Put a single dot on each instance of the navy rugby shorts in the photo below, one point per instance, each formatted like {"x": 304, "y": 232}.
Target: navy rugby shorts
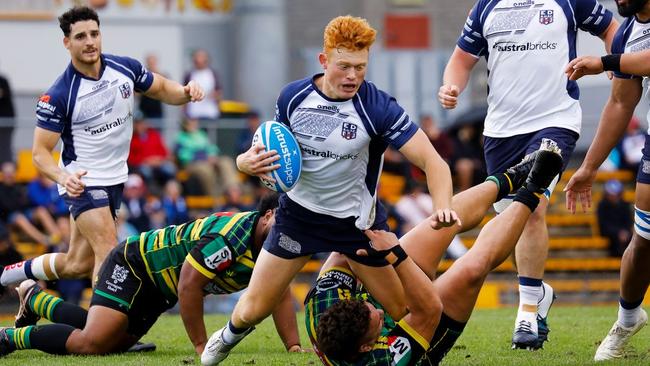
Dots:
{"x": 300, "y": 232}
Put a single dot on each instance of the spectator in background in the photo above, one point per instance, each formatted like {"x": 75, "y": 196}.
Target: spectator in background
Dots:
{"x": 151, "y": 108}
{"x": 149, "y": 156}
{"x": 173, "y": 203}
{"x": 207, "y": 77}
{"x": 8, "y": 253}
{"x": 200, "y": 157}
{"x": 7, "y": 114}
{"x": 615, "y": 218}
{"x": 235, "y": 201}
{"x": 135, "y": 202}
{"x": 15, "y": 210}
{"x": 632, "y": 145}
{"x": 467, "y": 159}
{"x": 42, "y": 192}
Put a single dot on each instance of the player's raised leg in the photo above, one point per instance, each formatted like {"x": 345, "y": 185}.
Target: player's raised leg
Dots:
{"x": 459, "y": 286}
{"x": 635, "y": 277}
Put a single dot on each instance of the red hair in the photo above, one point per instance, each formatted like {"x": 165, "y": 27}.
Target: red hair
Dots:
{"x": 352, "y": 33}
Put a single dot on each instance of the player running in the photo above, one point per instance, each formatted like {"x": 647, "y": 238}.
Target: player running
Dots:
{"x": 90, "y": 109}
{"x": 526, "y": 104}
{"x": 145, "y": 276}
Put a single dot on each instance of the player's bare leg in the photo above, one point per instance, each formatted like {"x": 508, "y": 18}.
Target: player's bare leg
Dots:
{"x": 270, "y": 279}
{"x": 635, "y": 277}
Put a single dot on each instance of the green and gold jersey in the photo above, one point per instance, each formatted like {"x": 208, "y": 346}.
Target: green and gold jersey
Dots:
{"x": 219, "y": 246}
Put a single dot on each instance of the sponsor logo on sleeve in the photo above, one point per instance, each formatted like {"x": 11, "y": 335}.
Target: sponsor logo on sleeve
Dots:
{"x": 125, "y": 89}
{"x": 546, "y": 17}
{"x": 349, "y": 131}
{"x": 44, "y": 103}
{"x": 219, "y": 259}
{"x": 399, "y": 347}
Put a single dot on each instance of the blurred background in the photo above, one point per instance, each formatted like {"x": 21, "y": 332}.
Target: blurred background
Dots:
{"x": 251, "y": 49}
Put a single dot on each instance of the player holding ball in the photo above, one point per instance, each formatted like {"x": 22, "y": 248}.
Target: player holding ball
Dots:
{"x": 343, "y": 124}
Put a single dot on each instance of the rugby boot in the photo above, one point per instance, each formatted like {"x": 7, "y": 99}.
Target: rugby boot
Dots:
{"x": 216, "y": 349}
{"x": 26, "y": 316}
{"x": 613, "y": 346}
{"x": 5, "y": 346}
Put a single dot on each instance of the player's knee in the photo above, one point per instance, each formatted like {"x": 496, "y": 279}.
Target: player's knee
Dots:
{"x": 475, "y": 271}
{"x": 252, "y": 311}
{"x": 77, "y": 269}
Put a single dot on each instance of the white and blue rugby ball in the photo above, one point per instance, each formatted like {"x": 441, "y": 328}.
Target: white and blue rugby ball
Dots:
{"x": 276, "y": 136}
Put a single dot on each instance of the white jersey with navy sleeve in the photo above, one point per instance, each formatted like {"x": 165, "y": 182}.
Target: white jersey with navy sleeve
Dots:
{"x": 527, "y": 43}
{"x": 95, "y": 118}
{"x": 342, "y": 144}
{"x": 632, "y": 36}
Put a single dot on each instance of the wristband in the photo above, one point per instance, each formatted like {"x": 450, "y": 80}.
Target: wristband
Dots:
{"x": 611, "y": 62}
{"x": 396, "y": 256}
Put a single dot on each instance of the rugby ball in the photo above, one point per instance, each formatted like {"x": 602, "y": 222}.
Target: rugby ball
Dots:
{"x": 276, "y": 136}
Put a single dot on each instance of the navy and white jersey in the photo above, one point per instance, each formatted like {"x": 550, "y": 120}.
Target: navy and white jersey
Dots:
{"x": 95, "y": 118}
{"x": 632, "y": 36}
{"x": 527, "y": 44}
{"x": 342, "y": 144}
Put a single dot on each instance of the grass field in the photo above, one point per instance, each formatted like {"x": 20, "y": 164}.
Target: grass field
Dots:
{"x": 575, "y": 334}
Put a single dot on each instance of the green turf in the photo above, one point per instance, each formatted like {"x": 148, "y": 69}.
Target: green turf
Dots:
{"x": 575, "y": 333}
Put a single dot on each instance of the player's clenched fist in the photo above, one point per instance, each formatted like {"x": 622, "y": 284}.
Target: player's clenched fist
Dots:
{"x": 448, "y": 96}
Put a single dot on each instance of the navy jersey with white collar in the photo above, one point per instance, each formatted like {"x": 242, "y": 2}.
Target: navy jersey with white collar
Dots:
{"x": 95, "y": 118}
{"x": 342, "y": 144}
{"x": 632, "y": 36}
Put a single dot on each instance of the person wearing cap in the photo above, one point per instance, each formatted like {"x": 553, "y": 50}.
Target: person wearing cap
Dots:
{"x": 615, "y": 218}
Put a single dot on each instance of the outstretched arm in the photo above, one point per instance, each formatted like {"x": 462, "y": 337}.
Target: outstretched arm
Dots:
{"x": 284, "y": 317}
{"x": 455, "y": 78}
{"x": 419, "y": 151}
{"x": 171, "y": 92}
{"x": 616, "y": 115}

---

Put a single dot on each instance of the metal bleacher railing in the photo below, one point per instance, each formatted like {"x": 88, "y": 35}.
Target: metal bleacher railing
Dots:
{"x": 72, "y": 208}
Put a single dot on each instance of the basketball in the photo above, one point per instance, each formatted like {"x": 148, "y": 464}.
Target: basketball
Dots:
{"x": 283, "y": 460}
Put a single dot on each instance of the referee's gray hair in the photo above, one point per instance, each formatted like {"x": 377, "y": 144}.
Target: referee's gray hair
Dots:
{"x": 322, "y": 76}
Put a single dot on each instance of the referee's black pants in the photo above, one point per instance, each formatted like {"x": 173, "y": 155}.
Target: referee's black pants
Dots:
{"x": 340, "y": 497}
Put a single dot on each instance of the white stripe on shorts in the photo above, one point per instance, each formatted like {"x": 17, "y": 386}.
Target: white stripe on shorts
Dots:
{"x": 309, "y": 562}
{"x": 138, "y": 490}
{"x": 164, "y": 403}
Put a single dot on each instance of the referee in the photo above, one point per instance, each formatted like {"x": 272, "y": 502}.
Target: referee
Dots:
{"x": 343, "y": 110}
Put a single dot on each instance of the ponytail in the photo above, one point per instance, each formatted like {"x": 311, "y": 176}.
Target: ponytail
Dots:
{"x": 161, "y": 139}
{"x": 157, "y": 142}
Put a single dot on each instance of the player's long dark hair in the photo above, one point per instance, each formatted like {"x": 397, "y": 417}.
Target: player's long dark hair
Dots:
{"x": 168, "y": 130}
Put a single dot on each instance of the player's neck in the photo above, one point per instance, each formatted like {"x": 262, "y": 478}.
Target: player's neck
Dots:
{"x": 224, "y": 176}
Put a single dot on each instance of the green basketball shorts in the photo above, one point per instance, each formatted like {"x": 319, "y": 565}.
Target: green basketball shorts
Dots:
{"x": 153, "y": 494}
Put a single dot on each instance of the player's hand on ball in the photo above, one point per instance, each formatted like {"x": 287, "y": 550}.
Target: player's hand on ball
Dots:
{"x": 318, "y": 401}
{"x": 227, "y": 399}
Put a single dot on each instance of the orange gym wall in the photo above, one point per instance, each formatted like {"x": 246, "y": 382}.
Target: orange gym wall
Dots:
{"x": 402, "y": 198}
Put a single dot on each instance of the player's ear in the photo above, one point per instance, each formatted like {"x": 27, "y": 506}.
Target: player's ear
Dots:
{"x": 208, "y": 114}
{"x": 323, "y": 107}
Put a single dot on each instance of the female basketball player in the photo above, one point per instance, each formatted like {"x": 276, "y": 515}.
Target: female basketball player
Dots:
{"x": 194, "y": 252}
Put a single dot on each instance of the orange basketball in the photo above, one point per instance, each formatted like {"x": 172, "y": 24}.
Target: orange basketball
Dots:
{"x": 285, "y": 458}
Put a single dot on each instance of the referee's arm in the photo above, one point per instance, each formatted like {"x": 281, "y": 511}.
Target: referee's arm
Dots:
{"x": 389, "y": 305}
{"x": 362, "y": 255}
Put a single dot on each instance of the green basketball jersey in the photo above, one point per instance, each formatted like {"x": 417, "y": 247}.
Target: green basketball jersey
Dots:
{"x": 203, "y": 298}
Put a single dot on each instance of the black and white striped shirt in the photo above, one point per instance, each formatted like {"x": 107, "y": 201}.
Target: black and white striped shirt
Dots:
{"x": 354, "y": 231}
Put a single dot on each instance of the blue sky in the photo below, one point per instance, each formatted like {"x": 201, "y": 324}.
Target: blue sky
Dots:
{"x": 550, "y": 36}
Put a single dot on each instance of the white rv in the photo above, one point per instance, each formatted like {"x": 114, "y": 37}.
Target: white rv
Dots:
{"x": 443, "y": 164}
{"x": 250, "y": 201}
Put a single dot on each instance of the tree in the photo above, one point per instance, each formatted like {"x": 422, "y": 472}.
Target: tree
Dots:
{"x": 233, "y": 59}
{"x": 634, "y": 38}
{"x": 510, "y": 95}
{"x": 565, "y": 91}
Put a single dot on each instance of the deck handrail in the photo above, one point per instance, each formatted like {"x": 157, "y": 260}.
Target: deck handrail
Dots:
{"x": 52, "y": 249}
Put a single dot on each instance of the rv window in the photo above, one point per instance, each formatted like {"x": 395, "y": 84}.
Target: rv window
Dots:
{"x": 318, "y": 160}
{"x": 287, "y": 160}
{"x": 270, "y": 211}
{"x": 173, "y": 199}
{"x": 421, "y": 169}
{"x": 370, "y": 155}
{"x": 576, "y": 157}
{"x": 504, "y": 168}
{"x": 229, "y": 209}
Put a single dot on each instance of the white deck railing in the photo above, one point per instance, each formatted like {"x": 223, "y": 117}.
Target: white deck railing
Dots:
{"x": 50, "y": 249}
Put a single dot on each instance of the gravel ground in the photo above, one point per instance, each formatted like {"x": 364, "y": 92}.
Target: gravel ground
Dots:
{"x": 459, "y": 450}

---

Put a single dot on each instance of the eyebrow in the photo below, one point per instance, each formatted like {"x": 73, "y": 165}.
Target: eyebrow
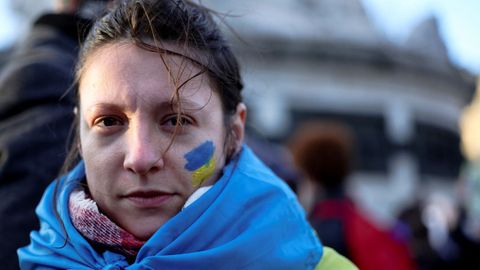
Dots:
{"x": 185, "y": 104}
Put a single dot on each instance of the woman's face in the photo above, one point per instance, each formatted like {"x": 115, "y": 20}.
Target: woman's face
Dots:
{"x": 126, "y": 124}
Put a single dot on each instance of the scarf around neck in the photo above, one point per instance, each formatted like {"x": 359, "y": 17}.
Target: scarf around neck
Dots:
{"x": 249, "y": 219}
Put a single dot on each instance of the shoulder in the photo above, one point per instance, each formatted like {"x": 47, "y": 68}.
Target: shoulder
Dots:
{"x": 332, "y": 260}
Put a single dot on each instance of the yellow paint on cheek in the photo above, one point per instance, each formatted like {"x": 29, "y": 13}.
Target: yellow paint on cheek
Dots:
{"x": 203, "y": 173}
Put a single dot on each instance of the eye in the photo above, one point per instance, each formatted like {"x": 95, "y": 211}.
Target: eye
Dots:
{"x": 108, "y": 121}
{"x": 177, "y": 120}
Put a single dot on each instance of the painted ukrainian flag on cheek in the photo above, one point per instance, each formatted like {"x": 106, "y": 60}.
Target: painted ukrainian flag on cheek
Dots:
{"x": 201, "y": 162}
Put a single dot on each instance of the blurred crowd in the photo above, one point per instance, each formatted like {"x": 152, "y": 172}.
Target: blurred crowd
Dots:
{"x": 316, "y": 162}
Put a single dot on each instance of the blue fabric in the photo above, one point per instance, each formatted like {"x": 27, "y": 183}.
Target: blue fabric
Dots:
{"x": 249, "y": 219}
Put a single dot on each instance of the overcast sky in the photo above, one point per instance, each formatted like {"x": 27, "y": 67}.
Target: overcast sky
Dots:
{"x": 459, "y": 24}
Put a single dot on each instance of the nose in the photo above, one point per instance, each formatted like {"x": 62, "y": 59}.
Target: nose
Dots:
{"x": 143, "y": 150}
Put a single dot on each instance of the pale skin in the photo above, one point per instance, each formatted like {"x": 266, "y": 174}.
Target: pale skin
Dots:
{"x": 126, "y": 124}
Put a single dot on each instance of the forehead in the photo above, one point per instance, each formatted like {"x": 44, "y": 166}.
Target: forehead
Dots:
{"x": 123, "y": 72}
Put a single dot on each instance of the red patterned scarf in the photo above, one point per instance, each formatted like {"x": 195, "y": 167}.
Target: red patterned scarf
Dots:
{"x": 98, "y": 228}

__Problem__
Find each line of the material above that contains the word "with", treating uppercase and lowercase as different, and copy those lines out.

__Result below__
Put a single dot on each instance of the white jersey with navy sleeve in the photo above, one point per instance, each formatted like {"x": 165, "y": 182}.
Target: white jersey with navy sleeve
Put a single dot on each instance of the navy jersey with white collar in the photo above, one point per instance, each formatted like {"x": 242, "y": 2}.
Target: navy jersey with white collar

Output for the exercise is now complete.